- [Problem details]: The records follow. Copy them exactly, but omit the pictures.
-------- Data
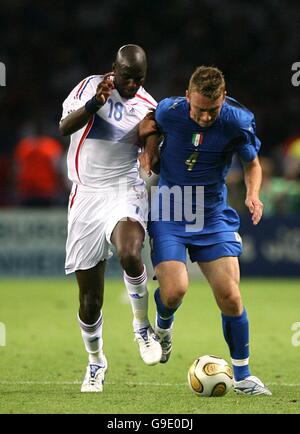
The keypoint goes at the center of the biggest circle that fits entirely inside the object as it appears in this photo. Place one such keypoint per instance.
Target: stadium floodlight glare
(2, 74)
(296, 76)
(2, 335)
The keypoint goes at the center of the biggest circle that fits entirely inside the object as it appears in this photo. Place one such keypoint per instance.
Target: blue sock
(164, 315)
(236, 333)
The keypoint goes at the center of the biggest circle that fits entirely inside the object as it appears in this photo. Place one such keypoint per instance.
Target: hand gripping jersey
(103, 154)
(192, 155)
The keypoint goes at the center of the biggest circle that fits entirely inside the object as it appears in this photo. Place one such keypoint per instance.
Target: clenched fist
(105, 88)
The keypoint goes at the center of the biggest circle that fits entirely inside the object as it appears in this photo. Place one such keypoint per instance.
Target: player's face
(204, 110)
(128, 79)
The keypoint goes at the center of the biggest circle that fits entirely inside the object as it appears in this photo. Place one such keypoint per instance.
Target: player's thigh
(172, 277)
(86, 243)
(223, 275)
(128, 235)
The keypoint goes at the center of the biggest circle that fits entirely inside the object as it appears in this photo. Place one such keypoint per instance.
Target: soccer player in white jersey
(108, 202)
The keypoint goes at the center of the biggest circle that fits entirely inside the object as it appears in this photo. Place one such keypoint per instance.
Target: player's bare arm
(253, 176)
(79, 118)
(147, 126)
(150, 156)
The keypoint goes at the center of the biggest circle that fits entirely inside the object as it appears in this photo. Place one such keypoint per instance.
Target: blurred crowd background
(49, 46)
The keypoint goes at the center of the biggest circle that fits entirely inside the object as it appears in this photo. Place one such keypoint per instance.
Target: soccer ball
(210, 376)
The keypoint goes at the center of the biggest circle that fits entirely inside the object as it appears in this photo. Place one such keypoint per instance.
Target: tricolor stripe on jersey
(83, 86)
(86, 131)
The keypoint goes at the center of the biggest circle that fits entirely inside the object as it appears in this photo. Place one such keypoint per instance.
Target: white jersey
(103, 154)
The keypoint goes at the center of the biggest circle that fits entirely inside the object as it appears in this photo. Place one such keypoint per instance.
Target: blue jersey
(193, 156)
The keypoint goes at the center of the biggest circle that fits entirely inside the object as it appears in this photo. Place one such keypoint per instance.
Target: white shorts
(92, 217)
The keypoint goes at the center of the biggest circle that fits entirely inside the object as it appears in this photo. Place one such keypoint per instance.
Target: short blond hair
(209, 81)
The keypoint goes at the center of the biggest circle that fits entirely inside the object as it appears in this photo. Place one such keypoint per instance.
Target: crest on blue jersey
(197, 139)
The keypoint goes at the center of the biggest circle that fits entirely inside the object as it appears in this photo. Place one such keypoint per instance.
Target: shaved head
(131, 55)
(130, 69)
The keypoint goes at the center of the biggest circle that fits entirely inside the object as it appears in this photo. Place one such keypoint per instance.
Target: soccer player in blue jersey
(201, 132)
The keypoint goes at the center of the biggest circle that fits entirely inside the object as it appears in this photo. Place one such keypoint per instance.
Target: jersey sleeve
(249, 144)
(83, 92)
(161, 114)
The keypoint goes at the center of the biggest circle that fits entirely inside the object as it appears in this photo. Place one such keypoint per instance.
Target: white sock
(92, 338)
(138, 296)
----------------
- [Answer to this task]:
The keypoint goes at the center of the biggest circle that fits entirely inside the object as it appears in this photo. Place one such keypoint per instance.
Target: stadium floodlight glare
(2, 74)
(296, 76)
(2, 335)
The keypoint goes at the center of the biggest circle that fits entirely inside the object as it appears in this photo. Place one such keypoint per instance.
Target: blue sock
(164, 315)
(236, 333)
The keypoint goes at the center of the biggest circle that fits entirely inside the object as it appears in this photo. Place one such keypoint per instance.
Target: hand gripping jersey
(103, 154)
(192, 155)
The keypoint goes at the center of the biggest circle that fits entirely inside the object as it appears in this photo. Place one such keypoint per instance.
Target: clenched fist
(105, 88)
The keypoint goes at the center of the biggest circle that fits entirely inside the object as it appears in this photo. Place one such keypoint per instance.
Target: player's face
(204, 110)
(128, 79)
The keypoint goes at the center of the biggest circle that fits entirely inside the object as it appears in this photo. Place one such keypoint per instance.
Target: player's thigh
(172, 277)
(86, 243)
(223, 275)
(128, 235)
The keypoint goes at the center of the biggest circle that fits entirely inside the object as it appears in this photo. Place one such keypoint per instance.
Target: soccer player in white jersey
(108, 202)
The keypoint goes at the center of the biggest circle that fits entirely inside the object as it appears in this photo. Place one such keypoint per instance.
Target: player's bare arm
(253, 176)
(79, 118)
(147, 126)
(150, 156)
The keypoint goes at the center of the biggest circle that fits entirely inside the object as it appears in this photo. Place one such keypoint per instance.
Target: blurred crowd background
(49, 46)
The keypoint goes at the center of the biggest circle that fits entirely inside the object as it appears in this photo. Place one such keypoint per instance.
Target: soccer ball
(210, 376)
The keypoint goes at the center of the biggest circle that fits entirely inside the object as it appears in this photo. Place one such keypoint per instance.
Target: tricolor stripe on jersey
(83, 86)
(86, 131)
The keypoint goes at the center of the biggest circle that fits entirely inside the object as it appears in this photo. Place one such keypoint per instance.
Target: white jersey
(103, 154)
The keypoint goes at the center of the biggest circle that fits entirely inside the object as it appears in this photo. Place one such keypoint per instance.
Target: blue jersey
(193, 156)
The keypoint goes at the center of the biggest circle that fits entirely inside the object as it appears in this photo. Place one such keypoint per instance.
Target: white shorts
(92, 217)
The keypoint goes at the center of the biggest circle that fits entirely inside the object as it appears in this photo. Place one such keypoint per instance.
Target: short blond hair
(209, 81)
The keypoint goes at the center of the biggest circle that fits entirely inside the object as it appears in this photo. Place one such keypoint per instance.
Target: crest on blue jersey
(197, 139)
The keypoint goes at the center of the biggest circle that fits entirely inside the object as it appears in this photo. Place one such keypoint per instance.
Target: shaved head
(131, 55)
(130, 69)
The keypoint goes at the center of the biggest circle that fits entirely inside the object as it appears in this photo. Place one such keypoint per instance.
Target: soccer player in blue jersey
(201, 132)
The keypoint goes at the center of the biggest circle that fits entirely inside the object as it appears in this photo. Place one such keypoint per instance.
Target: jersey sleeve
(249, 144)
(83, 92)
(161, 114)
The keypoint goes at the center of the biggest circle that fits entirely inside the object as it appears in this photo. Place one such keypoint per instance.
Target: white sock
(92, 338)
(138, 296)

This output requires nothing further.